[[ Dataset open ]]

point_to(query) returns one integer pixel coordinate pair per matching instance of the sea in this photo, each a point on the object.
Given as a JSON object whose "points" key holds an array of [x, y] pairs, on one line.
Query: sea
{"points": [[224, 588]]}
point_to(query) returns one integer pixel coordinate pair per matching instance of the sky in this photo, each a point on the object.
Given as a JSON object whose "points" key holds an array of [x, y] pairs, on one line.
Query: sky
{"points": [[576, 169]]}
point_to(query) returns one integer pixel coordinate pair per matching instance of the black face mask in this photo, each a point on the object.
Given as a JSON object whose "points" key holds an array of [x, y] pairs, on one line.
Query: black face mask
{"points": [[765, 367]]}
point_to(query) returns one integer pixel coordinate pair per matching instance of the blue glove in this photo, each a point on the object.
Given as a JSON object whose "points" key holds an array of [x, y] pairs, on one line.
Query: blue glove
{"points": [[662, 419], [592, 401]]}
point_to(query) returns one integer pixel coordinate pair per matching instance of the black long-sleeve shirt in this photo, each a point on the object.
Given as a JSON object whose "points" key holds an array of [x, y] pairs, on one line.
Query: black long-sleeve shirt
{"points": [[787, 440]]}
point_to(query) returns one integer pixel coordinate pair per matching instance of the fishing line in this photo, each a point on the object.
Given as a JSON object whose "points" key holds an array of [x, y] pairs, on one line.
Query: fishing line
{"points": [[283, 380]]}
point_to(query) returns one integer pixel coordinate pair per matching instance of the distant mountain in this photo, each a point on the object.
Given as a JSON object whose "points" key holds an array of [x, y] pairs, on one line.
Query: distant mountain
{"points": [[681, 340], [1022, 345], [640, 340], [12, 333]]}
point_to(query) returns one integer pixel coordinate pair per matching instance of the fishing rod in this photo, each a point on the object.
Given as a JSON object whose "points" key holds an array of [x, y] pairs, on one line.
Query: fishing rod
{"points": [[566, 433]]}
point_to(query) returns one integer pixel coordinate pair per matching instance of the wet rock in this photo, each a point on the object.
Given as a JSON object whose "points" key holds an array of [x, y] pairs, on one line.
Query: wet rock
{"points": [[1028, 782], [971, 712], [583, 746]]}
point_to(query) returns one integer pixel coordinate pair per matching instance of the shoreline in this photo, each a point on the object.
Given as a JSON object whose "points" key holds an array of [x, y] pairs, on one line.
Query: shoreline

[[ Dataset closed ]]

§ **Your goal**
Reproduce, word for word and in full, only the lines above that start at the line with "Query: distant mountain" and run through the line with "the fishing rod", both ends included.

§ **Your response**
Query: distant mountain
{"points": [[681, 340], [1022, 345], [640, 340], [12, 333]]}
point_to(query) returns one integer pixel coordinate pair per matching instance of the fishing rod in this photo, each a point on the object.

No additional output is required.